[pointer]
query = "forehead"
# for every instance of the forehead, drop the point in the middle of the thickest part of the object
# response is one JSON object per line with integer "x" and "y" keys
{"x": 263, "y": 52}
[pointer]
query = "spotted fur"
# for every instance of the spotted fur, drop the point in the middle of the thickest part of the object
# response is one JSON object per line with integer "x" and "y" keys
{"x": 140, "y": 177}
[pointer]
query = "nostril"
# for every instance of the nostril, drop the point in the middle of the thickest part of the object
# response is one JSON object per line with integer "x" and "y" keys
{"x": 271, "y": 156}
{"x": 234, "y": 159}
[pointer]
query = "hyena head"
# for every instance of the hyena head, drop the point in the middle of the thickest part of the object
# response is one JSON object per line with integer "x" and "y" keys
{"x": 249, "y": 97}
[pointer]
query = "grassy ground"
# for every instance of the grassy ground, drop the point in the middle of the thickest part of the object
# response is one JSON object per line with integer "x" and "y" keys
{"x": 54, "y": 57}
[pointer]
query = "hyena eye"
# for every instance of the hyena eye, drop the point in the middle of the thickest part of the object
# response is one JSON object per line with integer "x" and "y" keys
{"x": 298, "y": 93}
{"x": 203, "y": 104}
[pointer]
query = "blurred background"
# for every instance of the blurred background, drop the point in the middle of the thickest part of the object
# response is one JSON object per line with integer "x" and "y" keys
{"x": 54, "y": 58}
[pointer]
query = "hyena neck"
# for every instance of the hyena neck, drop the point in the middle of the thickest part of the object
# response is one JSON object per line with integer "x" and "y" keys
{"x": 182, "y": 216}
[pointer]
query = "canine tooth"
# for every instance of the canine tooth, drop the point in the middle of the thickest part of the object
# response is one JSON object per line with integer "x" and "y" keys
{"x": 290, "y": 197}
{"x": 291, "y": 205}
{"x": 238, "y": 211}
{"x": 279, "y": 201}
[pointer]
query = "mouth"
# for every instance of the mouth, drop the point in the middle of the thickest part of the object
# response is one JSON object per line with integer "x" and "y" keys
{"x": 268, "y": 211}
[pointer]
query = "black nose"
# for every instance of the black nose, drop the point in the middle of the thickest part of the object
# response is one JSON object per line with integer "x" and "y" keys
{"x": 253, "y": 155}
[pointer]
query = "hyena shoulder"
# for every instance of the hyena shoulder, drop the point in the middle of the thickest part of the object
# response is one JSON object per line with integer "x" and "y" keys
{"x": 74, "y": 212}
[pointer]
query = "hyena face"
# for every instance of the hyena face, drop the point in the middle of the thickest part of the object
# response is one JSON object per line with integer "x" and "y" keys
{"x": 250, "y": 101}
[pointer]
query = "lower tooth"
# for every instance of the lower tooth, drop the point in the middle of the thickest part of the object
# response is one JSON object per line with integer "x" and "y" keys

• Exercise directions
Recopy the whole listing exactly.

• The reply
[pointer]
query = "forehead"
# for every instance of the forehead, drop the point in the middle of the thickest part of the object
# response is one JSON object per line with integer "x" and "y" keys
{"x": 263, "y": 52}
[pointer]
query = "spotted fur"
# for every instance of the spotted fur, drop the point in the middle of the thickest part of the object
# response is one JSON object per line with integer "x" and "y" keys
{"x": 140, "y": 177}
[pointer]
query = "nostril"
# for every instance of the nostril, drop the point in the middle of the thickest part of the object
# response is one JSON object per line with integer "x" and "y" keys
{"x": 271, "y": 156}
{"x": 234, "y": 159}
[pointer]
query = "hyena head"
# for every instance of the hyena head, drop the point in the middle of the thickest part of the object
# response is one JSON object per line with integer "x" and "y" keys
{"x": 249, "y": 97}
[pointer]
query = "grassy ground"
# for every instance of the grassy ground, drop the point in the middle of the thickest part of the object
# response is one JSON object per line with integer "x" and "y" keys
{"x": 54, "y": 57}
[pointer]
query = "hyena eye"
# for every instance of the hyena eye, drop the point in the middle of the thickest part of the object
# response is one JSON object per line with integer "x" and "y" keys
{"x": 298, "y": 93}
{"x": 203, "y": 104}
[pointer]
query = "blurred background"
# for every instance of the blurred background, drop the point in the middle of the thickest part of the object
# response is one JSON object per line with integer "x" and "y" keys
{"x": 54, "y": 58}
[pointer]
query = "hyena neck"
# for every instance of the hyena neck, drop the point in the middle of the thickest part of the object
# response is one JSON object per line with integer "x" and "y" keys
{"x": 182, "y": 216}
[pointer]
query = "canine tooth"
# for every instance of the canine tooth, drop the point in the middle of the thickest part of the object
# response is one JSON object per line with integer "x" and "y" keys
{"x": 290, "y": 197}
{"x": 291, "y": 205}
{"x": 238, "y": 211}
{"x": 279, "y": 201}
[pointer]
query = "mouth"
# for every instance of the mouth, drop the point in the middle of the thickest part of the object
# response is one JSON object per line with integer "x" and "y" keys
{"x": 268, "y": 211}
[pointer]
query = "black nose"
# for every instance of the black nose, drop the point in the middle of the thickest part of the object
# response is one JSON object per line with integer "x" and "y" keys
{"x": 253, "y": 155}
[pointer]
query = "hyena shoulder"
# for every instance of the hyena shoulder, drop the point in the middle of the thickest part of the object
# response is one JSON object per line with integer "x" and "y" keys
{"x": 74, "y": 212}
[pointer]
query = "hyena face"
# for every instance of the hyena face, drop the point in the middle of the thickest part of the object
# response is one JSON object per line with integer "x" and "y" keys
{"x": 250, "y": 101}
[pointer]
query = "lower tooth"
# for every instance of the lower tooth, drop the point in the middle of the thickest part of the object
# response is one JSON object per line with integer "x" and "y" keys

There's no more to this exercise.